*SELECTED PASSAGE*
=== Section Start ===

New Tourist Offer in Cuba: ‘Homeopathic’ Holidays’

One of the promotional images on the website of the Comercializadora de Servicios Médicos Cubanos, SA aimed at tourism. (SMC)

14ymedio bigger14ymedio, Havana, 8 March 2021 — Interferon, homeopathic products, tai-chi, acupuncture and dance therapy are some of the new tourist offerings in Cuba framed as “health services,” which are, more than ever, a claim for one of the sectors most affected by the Covid-19 pandemic. The travel agency Taíno Tours, belonging to the state Havanatur, offers several packages from Mexico, at between 200 and 400 dollars a week in Varadero hotels “to prevent diseases and health problems” whose star therapies are Interferon, PrevengHo-Vir and Biomodulin T.

These are pharmaceutical products promoted by the Cuban authorities since the beginning of the pandemic to prevent the coronavirus and other infections but which, according to independent analyses, have no scientific consistency. While there are no published results for Interferon and Biomodulin T, PrevengHo-Vir is, directly, homeopathy. The island, on the other hand, has been facing a dramatic shortage of medicines for months

Despite this, Taíno Tours says that it makes “the wisdom and experience of Cuban scientists and health professionals available to travelers to improve their quality of life,” combining “a pleasant stay with one or more programs to prevent diseases and health problems.”

Program 1, for example, costs about $270 for a full week and includes, among other things, “self-care services,” “dance therapy,” “digital manuals,” and “lots of tips.”

Program Number 2, for $295, “stimulates the immune system with biological immuno-modulators in people with gradual deterioration of the immune system caused by aging (over 60 years) or in patients with chronic diseases of risk.” These travelers are given a 10 ml bottle of PrevengHo-Vir and are administered Biomodulin T “for the prevention of infections, including SARS-CoV-2,” says the agency’s advertising, which tells the tourist “You must transport the Biomodulin T in a thermos to keep the product at a temperature of 2 to 8 degrees.”

The same products added to Nasal Interferon alpha 2b are offered in Program 3, for nearly $400 a week.

Other packages include tai-chi, acupuncture or yoga classes, for almost $350, or dermatological treatments by Cuban Center for Placental Histotherapy, for about $272.

As options, more serious services are offered, such as psychotherapy, medical consultation or dental treatment, from advice on health issues for $25 to “general intensive whitening of all teeth” for $150, as well as another alternative treatment, ozone therapy, $140 for seven sessions.

The prices of the packages do not include plane fares, as an employee of Taíno Tours clarified to 14ymedio, which cannot offer it either. “I do not know if you have the possibility of buying the flights separately, because apparently right now Viva Aerobus was only leaving every 15 days, but today they sent us another notification that will see another readjustment and it will probably be one every month,” he told this newspaper. “The priority is to find spaces on the flights for certain dates and to be able to sell the package to make the arrangements in Havana.”

=== Section End ===

Extracted data entries:

=== Section Start ===

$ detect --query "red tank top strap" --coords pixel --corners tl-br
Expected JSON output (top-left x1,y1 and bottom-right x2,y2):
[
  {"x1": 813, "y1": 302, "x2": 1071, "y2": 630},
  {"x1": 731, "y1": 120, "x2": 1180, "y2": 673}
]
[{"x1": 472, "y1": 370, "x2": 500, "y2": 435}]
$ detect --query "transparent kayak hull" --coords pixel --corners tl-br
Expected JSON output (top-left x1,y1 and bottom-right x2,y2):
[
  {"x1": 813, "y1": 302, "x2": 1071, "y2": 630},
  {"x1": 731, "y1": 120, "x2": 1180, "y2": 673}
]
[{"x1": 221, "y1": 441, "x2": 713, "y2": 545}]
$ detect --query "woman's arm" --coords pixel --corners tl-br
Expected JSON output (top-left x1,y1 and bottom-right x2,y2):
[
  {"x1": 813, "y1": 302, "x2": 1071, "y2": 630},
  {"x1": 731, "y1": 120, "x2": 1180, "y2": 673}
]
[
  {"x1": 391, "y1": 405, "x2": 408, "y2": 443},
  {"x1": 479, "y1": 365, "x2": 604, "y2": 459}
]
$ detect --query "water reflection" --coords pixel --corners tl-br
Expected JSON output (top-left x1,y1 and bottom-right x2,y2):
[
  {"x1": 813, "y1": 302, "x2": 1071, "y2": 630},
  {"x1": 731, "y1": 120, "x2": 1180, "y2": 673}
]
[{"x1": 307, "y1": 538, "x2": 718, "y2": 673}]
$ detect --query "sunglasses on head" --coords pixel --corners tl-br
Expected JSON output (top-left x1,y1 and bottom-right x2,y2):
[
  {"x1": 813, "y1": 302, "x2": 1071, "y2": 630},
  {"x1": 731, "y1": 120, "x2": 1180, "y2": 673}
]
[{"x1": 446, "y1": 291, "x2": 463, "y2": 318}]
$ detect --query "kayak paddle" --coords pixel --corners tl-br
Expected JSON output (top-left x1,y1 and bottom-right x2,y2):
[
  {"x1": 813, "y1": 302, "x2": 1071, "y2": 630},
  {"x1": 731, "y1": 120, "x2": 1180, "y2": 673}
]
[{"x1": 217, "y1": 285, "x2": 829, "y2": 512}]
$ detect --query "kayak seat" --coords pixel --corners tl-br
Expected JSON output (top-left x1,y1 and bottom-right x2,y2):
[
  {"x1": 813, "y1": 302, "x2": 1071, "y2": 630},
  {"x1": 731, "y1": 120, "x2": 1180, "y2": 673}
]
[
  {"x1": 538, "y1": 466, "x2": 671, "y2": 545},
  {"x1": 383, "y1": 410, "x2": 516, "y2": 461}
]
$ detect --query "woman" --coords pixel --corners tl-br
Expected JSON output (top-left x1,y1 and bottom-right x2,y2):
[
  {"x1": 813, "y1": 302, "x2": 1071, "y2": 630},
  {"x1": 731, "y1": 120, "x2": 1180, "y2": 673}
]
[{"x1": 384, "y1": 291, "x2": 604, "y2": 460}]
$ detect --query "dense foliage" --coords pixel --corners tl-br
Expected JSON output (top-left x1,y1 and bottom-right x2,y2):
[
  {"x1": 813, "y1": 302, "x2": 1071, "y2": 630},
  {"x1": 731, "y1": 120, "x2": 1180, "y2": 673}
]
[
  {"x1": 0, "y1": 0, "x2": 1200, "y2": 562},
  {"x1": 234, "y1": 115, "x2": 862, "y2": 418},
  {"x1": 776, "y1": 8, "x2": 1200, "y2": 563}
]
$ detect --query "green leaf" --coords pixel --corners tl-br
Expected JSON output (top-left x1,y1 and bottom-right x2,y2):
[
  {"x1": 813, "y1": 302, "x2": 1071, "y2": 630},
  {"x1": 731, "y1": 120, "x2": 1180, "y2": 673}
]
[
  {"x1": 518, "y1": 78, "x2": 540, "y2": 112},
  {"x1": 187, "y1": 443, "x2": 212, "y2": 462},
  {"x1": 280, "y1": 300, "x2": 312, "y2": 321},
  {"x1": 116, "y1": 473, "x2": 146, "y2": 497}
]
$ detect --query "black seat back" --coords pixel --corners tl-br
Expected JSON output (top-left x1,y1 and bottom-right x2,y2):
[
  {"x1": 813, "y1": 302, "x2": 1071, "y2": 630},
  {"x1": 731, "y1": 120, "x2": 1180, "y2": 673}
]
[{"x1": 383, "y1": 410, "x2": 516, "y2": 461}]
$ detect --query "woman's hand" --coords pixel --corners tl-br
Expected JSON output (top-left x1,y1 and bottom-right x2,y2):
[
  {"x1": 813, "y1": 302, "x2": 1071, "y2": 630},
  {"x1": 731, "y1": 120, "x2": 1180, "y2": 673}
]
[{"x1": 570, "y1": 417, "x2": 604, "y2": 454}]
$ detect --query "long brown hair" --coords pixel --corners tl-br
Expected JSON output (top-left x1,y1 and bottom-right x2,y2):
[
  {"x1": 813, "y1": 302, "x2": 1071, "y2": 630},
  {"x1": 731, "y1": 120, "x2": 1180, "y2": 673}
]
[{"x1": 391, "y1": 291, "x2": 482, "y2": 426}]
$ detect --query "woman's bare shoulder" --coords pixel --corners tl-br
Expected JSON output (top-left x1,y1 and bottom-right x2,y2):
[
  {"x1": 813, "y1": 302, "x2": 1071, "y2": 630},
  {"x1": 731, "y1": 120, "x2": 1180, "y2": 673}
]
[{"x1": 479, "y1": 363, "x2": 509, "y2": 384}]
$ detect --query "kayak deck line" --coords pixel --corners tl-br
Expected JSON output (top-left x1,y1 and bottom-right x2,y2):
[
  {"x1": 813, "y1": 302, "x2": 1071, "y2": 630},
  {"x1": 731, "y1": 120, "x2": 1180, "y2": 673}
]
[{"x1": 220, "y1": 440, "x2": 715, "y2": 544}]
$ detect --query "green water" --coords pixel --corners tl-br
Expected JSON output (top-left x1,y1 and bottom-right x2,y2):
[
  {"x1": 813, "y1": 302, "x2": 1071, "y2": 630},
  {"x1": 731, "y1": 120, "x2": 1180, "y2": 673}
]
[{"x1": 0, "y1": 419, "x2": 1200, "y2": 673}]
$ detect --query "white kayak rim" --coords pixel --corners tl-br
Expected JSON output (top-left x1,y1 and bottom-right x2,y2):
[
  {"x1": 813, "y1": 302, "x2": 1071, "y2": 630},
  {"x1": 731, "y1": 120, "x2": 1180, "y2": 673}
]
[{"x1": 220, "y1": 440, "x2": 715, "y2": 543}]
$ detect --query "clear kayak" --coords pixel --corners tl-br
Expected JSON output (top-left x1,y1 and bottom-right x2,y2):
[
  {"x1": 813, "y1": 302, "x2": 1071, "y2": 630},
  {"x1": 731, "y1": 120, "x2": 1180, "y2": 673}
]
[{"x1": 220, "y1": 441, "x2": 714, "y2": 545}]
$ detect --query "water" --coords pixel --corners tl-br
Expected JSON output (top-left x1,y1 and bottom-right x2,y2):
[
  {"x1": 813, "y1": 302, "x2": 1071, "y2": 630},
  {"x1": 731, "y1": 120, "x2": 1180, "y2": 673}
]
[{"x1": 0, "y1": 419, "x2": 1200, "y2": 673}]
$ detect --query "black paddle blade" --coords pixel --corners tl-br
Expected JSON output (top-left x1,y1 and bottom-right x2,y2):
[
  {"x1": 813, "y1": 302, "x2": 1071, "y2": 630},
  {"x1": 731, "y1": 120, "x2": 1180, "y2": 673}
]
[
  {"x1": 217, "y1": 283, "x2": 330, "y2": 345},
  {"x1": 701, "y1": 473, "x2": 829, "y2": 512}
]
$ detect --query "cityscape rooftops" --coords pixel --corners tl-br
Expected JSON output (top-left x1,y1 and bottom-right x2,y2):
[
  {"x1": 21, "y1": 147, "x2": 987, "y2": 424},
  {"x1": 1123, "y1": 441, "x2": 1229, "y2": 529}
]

=== Section End ===

*EXERCISE INSTRUCTIONS*
**a)** Translate into Spanish this sentence from the article on Cuban health tourism: "The same products added to Nasal Interferon alpha 2b are offered in Program 3, for nearly $400 a week."
**b)** Condense the paragraph of the article on Cuban health tourism that begins "Program Number 2, for $295" into a bulleted list that keeps its main facts.

*SOLUTIONS IN ORDER*
**a)** Los mismos productos, junto con el Interferón alfa 2b nasal, se ofrecen en el Programa 3, por casi 400 dólares a la semana.

**b)**
- Price: $295.
- Aim: stimulating the immune system with biological immuno-modulators.
- Intended for people over 60 with age-related immune decline, or patients with chronic risk diseases.
- Travelers receive a 10 ml bottle of PrevengHo-Vir and are given Biomodulin T, advertised for preventing infections including SARS-CoV-2.
- Biomodulin T must be carried in a thermos at 2 to 8 degrees.